Homily – November 14, 2021

From the fig tree learn this lesson – its tender branches and its fresh leaves tell us summer is near. For us falling leaves and bare branches sign us that winter is on its way. Get out our woollies.

What are the signs in our times that warn us of future troubles? The increase number of hurricanes, the loss of shore lines, prolonged dry hot seasons and forest fires, melting glaciers, polluted oceans, these are all signs that things are changing in the world in which we live. What is the lesson these signs want us to learn? Could it be; smarten up? You are in trouble?

The world summit in Glasgow on climate change is an important event. Concerned young people from around the world gave and heard speeches about possible disasters that will impact their futures. World leaders gave great promises to change our dependency on fossil fuel and made promises of economic help to poor countries.

● DATA RECORDS:
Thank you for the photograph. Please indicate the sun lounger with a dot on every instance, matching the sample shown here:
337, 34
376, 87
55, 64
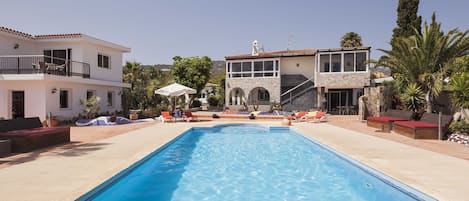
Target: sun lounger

● PROBLEMS TO WORK ON:
1. In the homily, what do the fig tree's tender branches and fresh leaves tell us?
2. Rewrite the entry that follows the homily, changing "sun lounger" to "deck chair" and leaving everything else unchanged. Omit the picture from your version.

● SOLUTIONS PER TASK:
1. That summer is near.

2.
Thank you for the photograph. Please indicate the deck chair with a dot on every instance, matching the sample shown here:
337, 34
376, 87
55, 64
Target: deck chair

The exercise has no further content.